▸ Objective: Starting at the beginning of the records and stopping after the line that has "(1239, 773)", write those lines out again with the requests, scaling every pixel coordinate in the answers by 1.75 and rounding to whole numbers, halves up. Leave the pictures out.

---------- Material supplied

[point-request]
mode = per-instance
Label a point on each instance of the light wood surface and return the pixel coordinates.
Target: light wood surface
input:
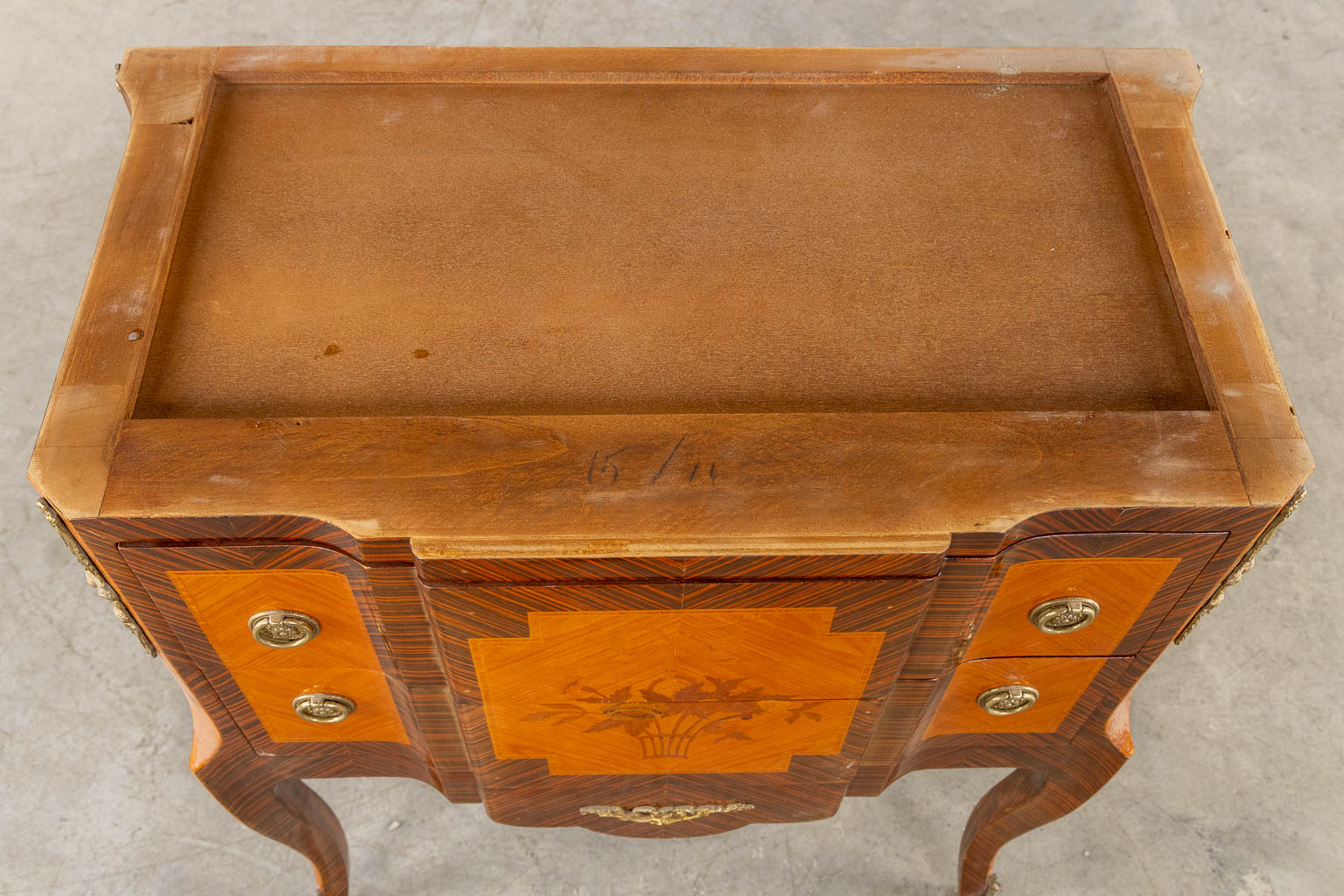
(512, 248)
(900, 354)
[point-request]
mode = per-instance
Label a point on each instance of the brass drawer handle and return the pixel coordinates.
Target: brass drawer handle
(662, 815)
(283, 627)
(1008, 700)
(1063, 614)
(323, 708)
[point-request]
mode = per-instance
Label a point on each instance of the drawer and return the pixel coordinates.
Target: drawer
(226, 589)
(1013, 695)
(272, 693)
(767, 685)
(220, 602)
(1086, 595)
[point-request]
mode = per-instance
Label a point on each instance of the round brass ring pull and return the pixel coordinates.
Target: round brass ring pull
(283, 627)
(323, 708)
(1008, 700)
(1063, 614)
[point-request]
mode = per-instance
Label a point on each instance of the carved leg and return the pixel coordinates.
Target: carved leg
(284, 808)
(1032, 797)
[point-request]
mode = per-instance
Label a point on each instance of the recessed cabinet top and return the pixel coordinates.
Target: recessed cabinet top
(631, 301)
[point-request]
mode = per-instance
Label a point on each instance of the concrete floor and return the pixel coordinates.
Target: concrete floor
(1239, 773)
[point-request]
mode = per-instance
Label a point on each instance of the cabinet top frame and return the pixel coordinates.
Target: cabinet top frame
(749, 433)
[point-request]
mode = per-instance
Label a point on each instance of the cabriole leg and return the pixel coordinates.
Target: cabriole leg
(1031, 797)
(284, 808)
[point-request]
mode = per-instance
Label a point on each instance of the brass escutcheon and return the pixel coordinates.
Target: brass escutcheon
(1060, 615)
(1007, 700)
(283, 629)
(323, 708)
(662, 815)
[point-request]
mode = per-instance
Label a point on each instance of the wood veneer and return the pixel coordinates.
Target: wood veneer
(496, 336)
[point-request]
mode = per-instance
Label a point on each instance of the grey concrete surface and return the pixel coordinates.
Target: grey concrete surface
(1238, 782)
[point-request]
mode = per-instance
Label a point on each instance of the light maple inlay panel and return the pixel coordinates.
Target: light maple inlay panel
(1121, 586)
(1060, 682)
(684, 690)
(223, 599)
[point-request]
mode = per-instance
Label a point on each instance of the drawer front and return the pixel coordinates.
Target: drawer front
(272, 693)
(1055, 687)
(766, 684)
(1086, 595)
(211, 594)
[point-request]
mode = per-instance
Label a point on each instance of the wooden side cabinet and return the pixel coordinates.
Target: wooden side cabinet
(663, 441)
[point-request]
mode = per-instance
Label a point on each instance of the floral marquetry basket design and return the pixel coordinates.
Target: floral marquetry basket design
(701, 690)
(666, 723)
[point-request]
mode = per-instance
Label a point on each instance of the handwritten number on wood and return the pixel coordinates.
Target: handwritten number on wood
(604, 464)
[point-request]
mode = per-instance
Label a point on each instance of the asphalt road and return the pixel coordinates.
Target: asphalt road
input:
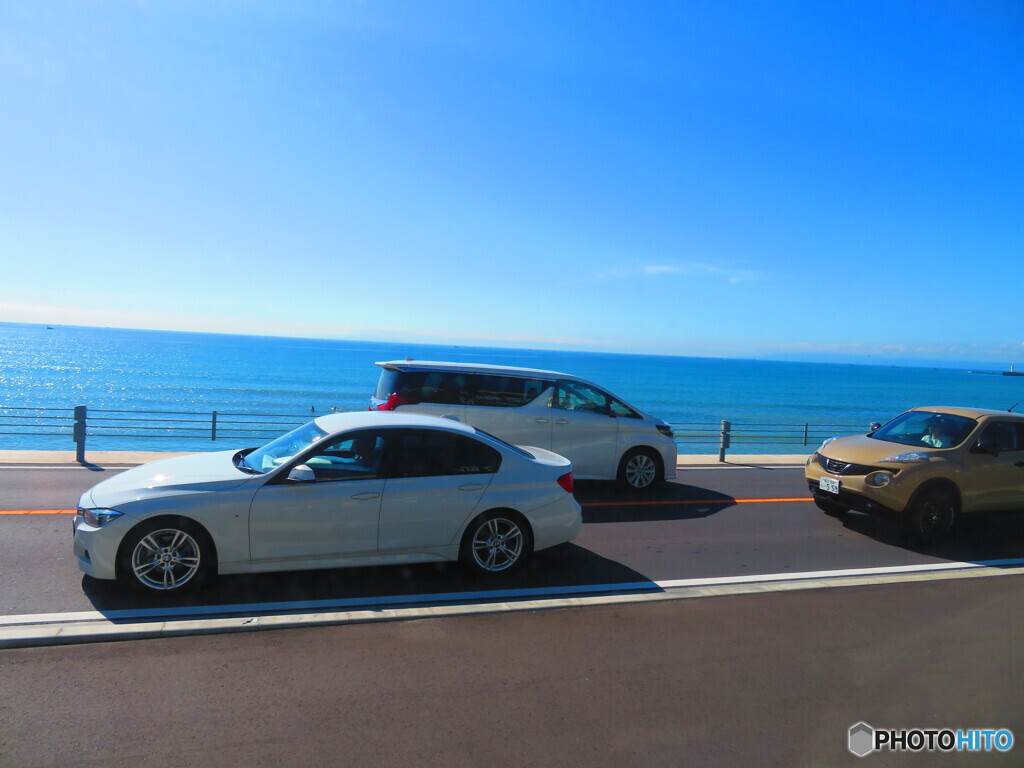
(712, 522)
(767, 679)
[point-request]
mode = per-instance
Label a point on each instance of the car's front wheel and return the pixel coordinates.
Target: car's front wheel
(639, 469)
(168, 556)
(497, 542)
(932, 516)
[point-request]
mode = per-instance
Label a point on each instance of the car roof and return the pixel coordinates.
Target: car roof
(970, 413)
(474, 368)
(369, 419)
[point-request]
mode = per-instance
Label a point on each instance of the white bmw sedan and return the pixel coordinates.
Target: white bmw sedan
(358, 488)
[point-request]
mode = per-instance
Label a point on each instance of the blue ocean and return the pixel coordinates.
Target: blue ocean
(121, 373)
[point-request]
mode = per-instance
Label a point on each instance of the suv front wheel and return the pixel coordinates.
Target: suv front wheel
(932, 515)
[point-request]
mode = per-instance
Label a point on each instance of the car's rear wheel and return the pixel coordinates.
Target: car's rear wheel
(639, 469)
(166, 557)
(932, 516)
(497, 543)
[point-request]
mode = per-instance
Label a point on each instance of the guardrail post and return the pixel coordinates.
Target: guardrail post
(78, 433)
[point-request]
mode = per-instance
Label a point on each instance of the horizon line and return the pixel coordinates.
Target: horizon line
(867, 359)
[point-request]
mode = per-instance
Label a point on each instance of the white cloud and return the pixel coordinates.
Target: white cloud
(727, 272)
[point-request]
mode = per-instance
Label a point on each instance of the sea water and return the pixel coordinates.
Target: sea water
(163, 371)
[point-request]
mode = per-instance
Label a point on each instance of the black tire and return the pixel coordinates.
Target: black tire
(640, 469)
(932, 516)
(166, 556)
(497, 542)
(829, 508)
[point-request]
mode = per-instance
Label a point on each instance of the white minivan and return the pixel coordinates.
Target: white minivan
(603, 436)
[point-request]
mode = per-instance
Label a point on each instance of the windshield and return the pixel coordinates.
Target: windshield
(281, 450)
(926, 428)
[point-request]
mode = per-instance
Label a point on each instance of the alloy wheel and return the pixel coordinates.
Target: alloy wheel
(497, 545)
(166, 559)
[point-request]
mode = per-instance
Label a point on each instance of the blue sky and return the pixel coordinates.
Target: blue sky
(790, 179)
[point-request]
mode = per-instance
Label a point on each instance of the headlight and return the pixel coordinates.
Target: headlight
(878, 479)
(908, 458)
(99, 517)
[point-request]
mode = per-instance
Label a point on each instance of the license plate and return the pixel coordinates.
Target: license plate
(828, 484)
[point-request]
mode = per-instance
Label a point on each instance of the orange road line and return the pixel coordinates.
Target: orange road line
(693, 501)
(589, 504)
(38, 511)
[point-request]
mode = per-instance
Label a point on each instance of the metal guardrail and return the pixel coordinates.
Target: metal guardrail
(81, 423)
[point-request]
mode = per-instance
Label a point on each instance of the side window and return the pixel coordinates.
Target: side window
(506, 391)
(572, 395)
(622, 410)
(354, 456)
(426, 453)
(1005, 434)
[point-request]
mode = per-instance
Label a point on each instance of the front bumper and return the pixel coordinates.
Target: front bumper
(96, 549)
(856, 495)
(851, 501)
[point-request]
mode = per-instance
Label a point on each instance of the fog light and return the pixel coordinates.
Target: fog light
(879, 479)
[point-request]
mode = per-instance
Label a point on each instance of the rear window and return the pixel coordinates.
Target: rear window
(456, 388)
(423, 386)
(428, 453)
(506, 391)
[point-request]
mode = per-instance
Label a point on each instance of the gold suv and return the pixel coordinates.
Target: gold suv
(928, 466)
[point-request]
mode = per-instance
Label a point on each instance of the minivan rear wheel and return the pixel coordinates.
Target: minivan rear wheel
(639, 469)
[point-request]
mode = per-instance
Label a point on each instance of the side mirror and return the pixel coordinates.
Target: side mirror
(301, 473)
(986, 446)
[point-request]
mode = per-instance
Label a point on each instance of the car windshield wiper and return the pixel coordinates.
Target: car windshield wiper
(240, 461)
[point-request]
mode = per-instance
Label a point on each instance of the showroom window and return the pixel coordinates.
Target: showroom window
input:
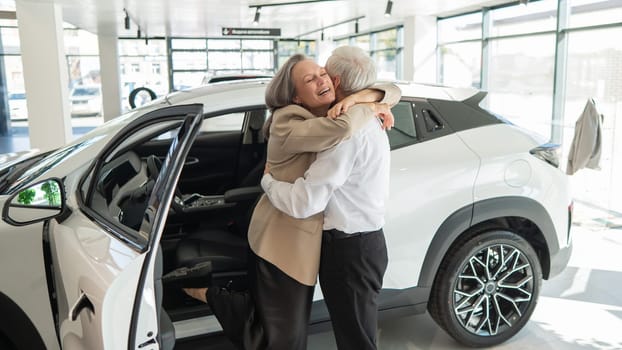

--------------------

▸ Written solution:
[point-request]
mode = per-instance
Label a point on each instance of the light wood surface and return the pixel coordinates.
Target: light wood surface
input:
(896, 434)
(1575, 620)
[point-request]
mode = per-instance
Label a point on each instance of the brass drawer handle and return the pixel coordinates.
Target: brass drawer handle
(1159, 1426)
(495, 1097)
(1764, 1225)
(1860, 1075)
(565, 1239)
[point-request]
mode = per-instance
Label a point on each instance of the drawer and return the pixel coordinates.
Target: drawer
(396, 1031)
(1773, 1216)
(476, 1213)
(1342, 1199)
(385, 1054)
(1901, 1041)
[point-request]
mode = per-instance
Label a point on each instance of the round brass ring pull and return the pixel coordinates.
Target: round brass ring pull
(495, 1097)
(565, 1239)
(1764, 1225)
(1860, 1075)
[point-request]
mode = per-instance
Label a point on each instance of the carved leg and return the pixel coordinates.
Target: carved leg
(497, 1414)
(1806, 1395)
[point-request]
mode = per-instance
Label a point on each instance of the recessed cabinet top and return the pixel coordinates.
Target: recessed cabinet top
(1104, 527)
[point-request]
mode = per-instance
Label a point on each instance of the concrete floor and return the pixel coordinates.
Target: concrete floor
(2168, 1353)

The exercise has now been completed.